• **Exercise aim**: Please write out all of the entries beneath this line exactly, skipping the pictures.

*** Supplied data Section Begins ***

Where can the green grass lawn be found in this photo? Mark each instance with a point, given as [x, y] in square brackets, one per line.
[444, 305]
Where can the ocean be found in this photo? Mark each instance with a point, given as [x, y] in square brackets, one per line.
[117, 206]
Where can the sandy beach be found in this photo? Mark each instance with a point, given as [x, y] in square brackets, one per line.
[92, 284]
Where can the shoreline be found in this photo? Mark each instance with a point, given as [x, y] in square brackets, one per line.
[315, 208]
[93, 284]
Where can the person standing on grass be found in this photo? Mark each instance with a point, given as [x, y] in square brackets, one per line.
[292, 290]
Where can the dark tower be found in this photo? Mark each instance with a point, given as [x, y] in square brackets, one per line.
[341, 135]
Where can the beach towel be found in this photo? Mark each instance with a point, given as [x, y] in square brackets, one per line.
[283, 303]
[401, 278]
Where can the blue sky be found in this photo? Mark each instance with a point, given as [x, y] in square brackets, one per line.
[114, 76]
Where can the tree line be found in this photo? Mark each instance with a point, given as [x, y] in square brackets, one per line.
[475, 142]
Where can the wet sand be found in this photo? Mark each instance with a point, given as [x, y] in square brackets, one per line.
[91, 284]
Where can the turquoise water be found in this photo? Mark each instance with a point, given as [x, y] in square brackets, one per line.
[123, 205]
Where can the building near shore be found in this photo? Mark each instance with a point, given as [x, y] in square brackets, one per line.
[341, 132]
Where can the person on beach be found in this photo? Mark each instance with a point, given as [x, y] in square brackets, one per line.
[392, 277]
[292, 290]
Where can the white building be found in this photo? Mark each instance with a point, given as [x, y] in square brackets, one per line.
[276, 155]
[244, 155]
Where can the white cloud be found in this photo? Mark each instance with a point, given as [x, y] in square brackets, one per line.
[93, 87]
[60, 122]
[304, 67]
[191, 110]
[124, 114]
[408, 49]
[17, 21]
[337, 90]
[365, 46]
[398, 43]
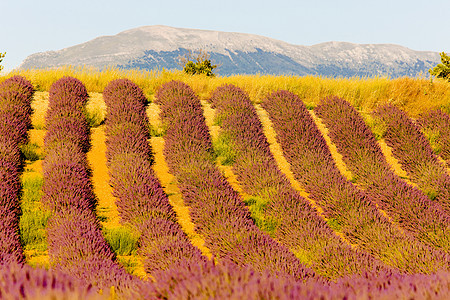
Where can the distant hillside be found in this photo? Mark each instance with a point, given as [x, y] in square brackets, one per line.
[153, 47]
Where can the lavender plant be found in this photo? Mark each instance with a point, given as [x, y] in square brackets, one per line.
[216, 209]
[350, 210]
[140, 197]
[406, 205]
[280, 209]
[411, 148]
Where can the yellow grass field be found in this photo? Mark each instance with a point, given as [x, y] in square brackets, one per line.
[415, 96]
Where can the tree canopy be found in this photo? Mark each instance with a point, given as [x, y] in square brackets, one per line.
[442, 70]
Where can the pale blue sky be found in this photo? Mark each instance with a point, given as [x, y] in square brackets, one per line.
[29, 26]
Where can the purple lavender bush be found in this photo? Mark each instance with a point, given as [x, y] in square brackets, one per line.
[348, 209]
[140, 197]
[406, 205]
[216, 209]
[288, 216]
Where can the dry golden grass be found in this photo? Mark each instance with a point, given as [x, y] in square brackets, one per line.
[100, 179]
[214, 131]
[285, 167]
[414, 95]
[170, 186]
[337, 157]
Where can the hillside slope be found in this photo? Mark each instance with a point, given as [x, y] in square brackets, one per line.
[151, 47]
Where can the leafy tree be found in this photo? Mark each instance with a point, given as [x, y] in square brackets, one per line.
[442, 70]
[2, 55]
[197, 63]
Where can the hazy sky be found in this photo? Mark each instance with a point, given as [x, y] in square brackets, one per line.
[29, 26]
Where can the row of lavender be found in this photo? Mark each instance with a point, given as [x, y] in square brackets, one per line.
[406, 205]
[141, 200]
[216, 209]
[75, 241]
[177, 268]
[293, 221]
[16, 94]
[17, 280]
[437, 124]
[414, 152]
[352, 211]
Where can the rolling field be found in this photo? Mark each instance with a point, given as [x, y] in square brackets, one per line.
[165, 186]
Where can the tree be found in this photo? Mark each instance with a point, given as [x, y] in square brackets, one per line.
[2, 55]
[442, 70]
[197, 63]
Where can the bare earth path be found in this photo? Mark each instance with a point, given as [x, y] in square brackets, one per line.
[170, 186]
[285, 167]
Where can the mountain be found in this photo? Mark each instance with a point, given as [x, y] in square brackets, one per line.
[151, 47]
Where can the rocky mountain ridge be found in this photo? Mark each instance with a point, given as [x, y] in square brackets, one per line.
[151, 47]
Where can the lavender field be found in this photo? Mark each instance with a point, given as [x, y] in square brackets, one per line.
[212, 213]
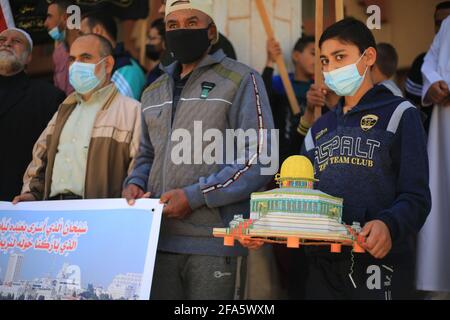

*** Supplied data Section Ends ***

• **The answer**:
Where can the green grass lawn be found in this photo? Mark each instance with a point, given as [x, y] in square brackets, one per line.
[444, 305]
Where can the ocean be found in this photo? Mark each instance with a point, given as [x, y] in square brackets, one per line.
[117, 206]
Where can the sandy beach be found in this photo? Mark each instance with a point, given as [x, y] in square brackets, one per line.
[92, 284]
Where can the shoreline be found in this photo? Mark each instance with a point, given as [x, y] in square brackets, one per line.
[315, 208]
[93, 284]
Where can the person standing on grass be found in this photo? Mark each instance with a point, given as [x, y] in square brackets, one per line.
[292, 290]
Where can the dark tower be found in this photo? Mark each instance with a point, given as [x, y] in square brackets, one per line.
[341, 135]
Where can the beach towel be found in this photo? Mark each instance with a point, given as [x, y] in square brackets, one per line.
[283, 303]
[401, 278]
Where can the blue sky be found in this photo? Mark each instance with a point, given as [x, y] in square brackets, one per line.
[114, 76]
Where can the tree line be found in this photo? Mark each instance with a point, given as [x, y] in square brackets, one per line.
[475, 142]
Where can the wet sand be found in this photo? Mark each instance with a point, given as [x, y] in square brackets, one per line.
[91, 284]
Where can the turquoise water be found in this photo? Mark each instance with a point, given as [x, y] in square brackets, one per line.
[123, 205]
Where can the building near shore be found in this photo? Mark each instance with a point, given as [x, y] in square brackets, one per line.
[341, 132]
Where can the person on beach be found in this photo? Mark each instance with a point, given as [x, y] in square brackets, one per line.
[392, 277]
[292, 290]
Where can the white building be found in this photo? Mark each instance with a point, given as [x, y] in square brackets, one per line.
[276, 155]
[244, 155]
Where can the white cloud be found in this photo? Mark each instance with a point, given as [x, y] in square brackets, one per line.
[93, 87]
[60, 122]
[304, 67]
[191, 110]
[124, 114]
[408, 49]
[17, 21]
[337, 90]
[365, 46]
[398, 43]
Where can the distant hillside be found in this photo? Mark each instance with a point, given as [x, y] in square brackets, one per line.
[153, 47]
Where can the lavender plant be found in this photo? Mark each instance with a point, given as [x, y] in square brackets, one per line.
[216, 209]
[350, 210]
[140, 197]
[406, 205]
[280, 209]
[411, 148]
Where can the yellow grass field be found in this photo? Mark each instance with a point, given as [x, y] in square brackets, one per line.
[415, 96]
Where can the tree canopy be found in this photo? Mark each instance with a point, given as [x, y] in square brackets, one per line.
[442, 70]
Where can the pale blue sky be found in this photo? Mark each instance with a point, given as [x, y] in square brackets, one per line.
[29, 26]
Where can the purple lavender bush be found in this photo? Mark each instance with a point, given as [x, y] in square brackets, one per line.
[348, 209]
[140, 197]
[406, 205]
[216, 209]
[288, 216]
Where can the dry golden grass be found in this photo? Mark each instance with a point, given as [x, y] in square brackets, one per line.
[100, 179]
[214, 131]
[285, 167]
[414, 95]
[170, 186]
[337, 157]
Where can the hillside slope be found in this photo? Mark each instance with a point, given as [x, y] in square brackets, one per line.
[151, 47]
Where can the leafy tree be found in this photo? Mark each instance with a point, given as [x, y] in square brackets, one per line.
[442, 70]
[2, 55]
[197, 63]
Where can the hazy sky be found in this photo? Mark each instance with a point, given as [x, y] in square brackets, one per line.
[29, 26]
Where can the row of lavender be found in this photo? Mark each instance with a point, given as [x, y] in square brackets, one per line.
[406, 205]
[141, 200]
[216, 209]
[75, 241]
[177, 268]
[293, 221]
[16, 94]
[17, 280]
[437, 124]
[414, 152]
[352, 211]
Where can the rolling field be found in this photo? Mark each instance with a point, given as [x, y] in square brackets, one per line.
[165, 186]
Where can the tree be found in this photo? Mark each instance with a point, given as [x, y] in square brackets, one per line.
[2, 55]
[442, 70]
[197, 63]
Where can the bare earth path be found in this photo? Mark each instance with a point, given as [x, y] in square brackets, one per line.
[170, 186]
[285, 167]
Where can the mountain be found in this photo? Mark each instance with a point, given as [x, y] in square brackets, one per line.
[151, 47]
Where can the rocky mountain ridge be found in this photo? Mark each instance with a point, given as [x, y] in square brackets, one per line.
[151, 47]
Where can the lavender field be found in this photo? Mark each instance with a point, given as [x, y] in square brackets, one per line.
[212, 213]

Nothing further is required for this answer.